TASKS FOR THIS EXERCISE:
• 1. Copy the passage of the article on Canada's New Democratic Party starting at "Tom Mulcair, leader" and ending at "an uncertain future.".
• 2. Extend the article on Canada's New Democratic Party, picking up right after its final sentence.

EXCERPT PROVIDED:
+-------+

Canada’s Leftists to the NDP: “Turn Down the Suck, Turn Up the Good”

In the last few decades, Canada’s New Democratic Party has moved away from socialist politics and grassroots democracy. The party is now languishing. But turning back to its socialist roots could help revive the NDP.

Tom Mulcair, leader of the New Democratic Party from 2012 to 2017, at a rally in Montreal, Canada, 2015. (Nicholas Kamm / AFP via Getty Images)

As Canada and the world face growing and intersecting crises, one might wish to say of the country’s New Democratic Party (NDP) that they are at a crossroads. But when haven’t they been? Since the party emerged in 1961 from a merger between the Co-operative Commonwealth Federation and the Canadian Labour Congress, the NDP has faced struggles over ideological and strategic considerations. The party has forever been faced with competing pressures from internal and external factions. Those tensions have resulted in a skepticism from the electorate, which is often unsure what to make of the professed aims of the left-wing party. This situation makes for a frustrating electoral reality, a fascinating history, and an uncertain future.

+-------+

DATA SECTION:
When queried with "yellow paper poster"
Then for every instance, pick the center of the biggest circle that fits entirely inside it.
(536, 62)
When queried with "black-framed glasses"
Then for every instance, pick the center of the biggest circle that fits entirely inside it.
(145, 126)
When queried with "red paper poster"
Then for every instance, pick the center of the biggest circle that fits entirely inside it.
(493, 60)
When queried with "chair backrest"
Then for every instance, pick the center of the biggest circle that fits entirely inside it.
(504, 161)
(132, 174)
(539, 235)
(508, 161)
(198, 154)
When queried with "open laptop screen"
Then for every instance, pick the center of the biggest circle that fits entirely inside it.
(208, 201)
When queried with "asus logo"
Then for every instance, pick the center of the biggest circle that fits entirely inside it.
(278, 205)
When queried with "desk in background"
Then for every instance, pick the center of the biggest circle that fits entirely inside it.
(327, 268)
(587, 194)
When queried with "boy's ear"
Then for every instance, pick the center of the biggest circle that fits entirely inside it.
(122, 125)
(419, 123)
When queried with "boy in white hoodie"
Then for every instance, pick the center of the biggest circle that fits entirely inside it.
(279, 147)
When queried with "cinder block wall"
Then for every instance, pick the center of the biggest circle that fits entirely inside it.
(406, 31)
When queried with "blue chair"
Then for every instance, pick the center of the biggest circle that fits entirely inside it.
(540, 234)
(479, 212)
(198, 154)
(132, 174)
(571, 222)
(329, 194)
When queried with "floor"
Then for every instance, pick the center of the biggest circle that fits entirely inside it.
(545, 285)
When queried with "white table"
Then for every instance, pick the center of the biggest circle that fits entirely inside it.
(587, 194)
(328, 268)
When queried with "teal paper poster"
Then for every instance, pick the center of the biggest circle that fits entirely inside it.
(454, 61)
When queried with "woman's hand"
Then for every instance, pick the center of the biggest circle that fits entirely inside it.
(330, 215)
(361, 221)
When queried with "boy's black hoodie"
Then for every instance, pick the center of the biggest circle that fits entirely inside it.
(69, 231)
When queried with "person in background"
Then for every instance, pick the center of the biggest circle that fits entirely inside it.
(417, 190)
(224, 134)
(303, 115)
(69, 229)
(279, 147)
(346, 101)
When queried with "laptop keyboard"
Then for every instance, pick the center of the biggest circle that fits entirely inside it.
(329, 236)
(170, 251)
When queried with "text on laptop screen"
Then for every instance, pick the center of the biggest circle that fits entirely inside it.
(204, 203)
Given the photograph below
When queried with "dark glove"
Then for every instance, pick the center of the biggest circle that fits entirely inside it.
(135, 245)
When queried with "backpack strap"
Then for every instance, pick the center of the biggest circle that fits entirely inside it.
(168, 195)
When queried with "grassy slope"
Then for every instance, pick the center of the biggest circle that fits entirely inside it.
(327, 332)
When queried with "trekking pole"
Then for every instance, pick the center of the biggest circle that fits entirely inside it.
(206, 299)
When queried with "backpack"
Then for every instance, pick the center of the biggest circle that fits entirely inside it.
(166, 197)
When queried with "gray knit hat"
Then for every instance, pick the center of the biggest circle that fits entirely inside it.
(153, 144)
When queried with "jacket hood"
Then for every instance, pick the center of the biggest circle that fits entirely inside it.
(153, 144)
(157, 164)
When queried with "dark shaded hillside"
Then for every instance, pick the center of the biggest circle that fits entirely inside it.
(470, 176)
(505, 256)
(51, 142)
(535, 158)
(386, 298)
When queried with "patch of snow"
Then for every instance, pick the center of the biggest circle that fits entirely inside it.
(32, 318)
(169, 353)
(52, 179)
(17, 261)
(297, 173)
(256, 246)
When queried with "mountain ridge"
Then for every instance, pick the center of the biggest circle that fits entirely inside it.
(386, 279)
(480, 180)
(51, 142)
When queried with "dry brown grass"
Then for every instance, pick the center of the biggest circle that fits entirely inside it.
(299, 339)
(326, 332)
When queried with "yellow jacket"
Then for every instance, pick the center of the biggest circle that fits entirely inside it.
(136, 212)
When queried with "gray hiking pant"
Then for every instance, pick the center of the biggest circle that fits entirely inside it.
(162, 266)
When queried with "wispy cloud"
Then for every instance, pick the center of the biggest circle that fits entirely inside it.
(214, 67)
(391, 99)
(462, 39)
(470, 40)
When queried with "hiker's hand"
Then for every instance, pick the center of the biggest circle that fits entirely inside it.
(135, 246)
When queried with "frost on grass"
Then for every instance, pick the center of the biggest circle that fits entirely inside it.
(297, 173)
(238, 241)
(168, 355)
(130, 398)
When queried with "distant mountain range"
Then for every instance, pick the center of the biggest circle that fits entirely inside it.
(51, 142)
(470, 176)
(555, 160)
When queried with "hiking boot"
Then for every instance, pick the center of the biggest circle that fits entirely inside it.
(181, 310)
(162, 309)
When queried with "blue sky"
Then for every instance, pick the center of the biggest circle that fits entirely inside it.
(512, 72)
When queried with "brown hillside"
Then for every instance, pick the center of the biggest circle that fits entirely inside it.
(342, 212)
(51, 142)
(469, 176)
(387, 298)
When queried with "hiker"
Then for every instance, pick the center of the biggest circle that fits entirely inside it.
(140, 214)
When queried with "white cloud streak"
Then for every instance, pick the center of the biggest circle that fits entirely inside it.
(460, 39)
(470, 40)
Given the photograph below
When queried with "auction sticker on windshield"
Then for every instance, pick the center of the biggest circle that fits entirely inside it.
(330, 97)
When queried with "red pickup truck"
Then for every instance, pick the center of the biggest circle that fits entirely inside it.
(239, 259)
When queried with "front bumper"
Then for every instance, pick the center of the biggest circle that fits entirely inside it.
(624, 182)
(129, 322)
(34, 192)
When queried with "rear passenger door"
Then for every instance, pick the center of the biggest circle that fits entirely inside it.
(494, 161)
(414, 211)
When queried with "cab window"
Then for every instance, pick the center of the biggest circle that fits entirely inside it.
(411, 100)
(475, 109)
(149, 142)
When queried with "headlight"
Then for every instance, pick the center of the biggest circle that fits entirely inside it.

+-------+

RESPONSES FOR EACH TASK:
• 1.
Tom Mulcair, leader of the New Democratic Party from 2012 to 2017, at a rally in Montreal, Canada, 2015. (Nicholas Kamm / AFP via Getty Images)

As Canada and the world face growing and intersecting crises, one might wish to say of the country’s New Democratic Party (NDP) that they are at a crossroads. But when haven’t they been? Since the party emerged in 1961 from a merger between the Co-operative Commonwealth Federation and the Canadian Labour Congress, the NDP has faced struggles over ideological and strategic considerations. The party has forever been faced with competing pressures from internal and external factions. Those tensions have resulted in a skepticism from the electorate, which is often unsure what to make of the professed aims of the left-wing party. This situation makes for a frustrating electoral reality, a fascinating history, and an uncertain future.

• 2.
In From Layton to Singh: The 20-Year Conflict Behind the NDP’s Deal with the Trudeau Liberals, Matt Fodor writes an accessible, gripping, and critical history of the party. Fodor focuses most of his time on the era spanning from the late Jack Layton — party leader from 2003 to 2011 — to current leader Jagmeet Singh, but he takes care to place the last two decades in a historical context that touches on the 1960s through to the end of the 1990s.


Fodor’s history is premised on a cogent critical thesis. The NDP professionalized during the Layton, Tom Mulcair, and Singh years, moving toward the political center during the tenure of the latter two leaders and moving back toward the Left under Singh. Under Singh’s stewardship, however, the party has not returned to the radical socialist roots from which it emerged.

If the party did look back at its own radical origins, such contemplation seems to have played little part in its slight shift to the Left. Growing left movements around the world, particularly in the United States, put pressure on the party. Writing of Singh’s 2019 platform A New Deal for People, for instance, Fodor notes that it “represented a shift from Third Way to soft left” in a move “to incorporate the major demands of the progressive movement that had taken off south of the border.”

As Fodor tells it, the professionalization of the party over the last two decades included the centralization of power in the leader and their office and came at the expense of grassroots party democracy and the influence of social movement politics. The process is reminiscent of changes adopted by other federal parties. For instance, the Liberal Party went through a similar change. Under the tenure of Pierre Elliott Trudeau, father of current prime minister Justin Trudeau, the Liberals centralized and “rationalized” their operations both as a party and a government. That process, too, came at the price of diminished grassroots politics.

Taking the Wrong Lessons From the “Orange Wave”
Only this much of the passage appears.